* **Listed records**
----
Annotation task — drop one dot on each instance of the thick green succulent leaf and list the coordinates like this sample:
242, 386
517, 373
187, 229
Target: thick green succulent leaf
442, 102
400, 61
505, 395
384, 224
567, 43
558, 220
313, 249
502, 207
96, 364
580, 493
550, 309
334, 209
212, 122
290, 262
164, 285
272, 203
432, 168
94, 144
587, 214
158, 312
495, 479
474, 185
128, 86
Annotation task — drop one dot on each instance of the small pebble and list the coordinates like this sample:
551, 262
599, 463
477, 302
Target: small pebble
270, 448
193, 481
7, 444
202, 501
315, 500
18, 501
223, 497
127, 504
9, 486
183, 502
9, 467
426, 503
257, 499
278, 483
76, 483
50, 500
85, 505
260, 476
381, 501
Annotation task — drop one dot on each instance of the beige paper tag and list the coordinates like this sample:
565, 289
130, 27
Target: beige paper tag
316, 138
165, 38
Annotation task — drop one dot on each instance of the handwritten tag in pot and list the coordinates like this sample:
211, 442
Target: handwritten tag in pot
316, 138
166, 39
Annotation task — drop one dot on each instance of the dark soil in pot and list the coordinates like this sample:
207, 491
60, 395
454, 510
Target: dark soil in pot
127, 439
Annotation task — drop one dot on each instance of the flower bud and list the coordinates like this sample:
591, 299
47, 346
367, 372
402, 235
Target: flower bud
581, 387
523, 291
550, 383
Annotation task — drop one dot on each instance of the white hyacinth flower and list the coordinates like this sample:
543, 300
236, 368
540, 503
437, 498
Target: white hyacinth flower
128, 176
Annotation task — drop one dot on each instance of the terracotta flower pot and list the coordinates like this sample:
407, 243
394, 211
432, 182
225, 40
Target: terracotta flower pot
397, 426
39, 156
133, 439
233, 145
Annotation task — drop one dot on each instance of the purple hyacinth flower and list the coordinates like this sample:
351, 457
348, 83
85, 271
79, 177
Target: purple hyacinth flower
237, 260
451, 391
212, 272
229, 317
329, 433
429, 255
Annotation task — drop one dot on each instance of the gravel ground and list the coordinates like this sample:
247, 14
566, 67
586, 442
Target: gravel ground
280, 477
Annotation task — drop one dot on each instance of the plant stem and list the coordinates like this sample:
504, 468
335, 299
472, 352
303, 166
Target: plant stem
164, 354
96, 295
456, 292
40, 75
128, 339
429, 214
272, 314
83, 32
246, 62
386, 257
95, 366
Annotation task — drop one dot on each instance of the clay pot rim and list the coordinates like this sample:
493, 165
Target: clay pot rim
----
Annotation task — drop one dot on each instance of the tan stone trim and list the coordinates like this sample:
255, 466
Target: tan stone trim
----
* **Task brief**
Please count the lines of the records that contain the string "plant", treating uppercase and lowercase letters as different, and reply with the number alone.

* **Worked answer**
2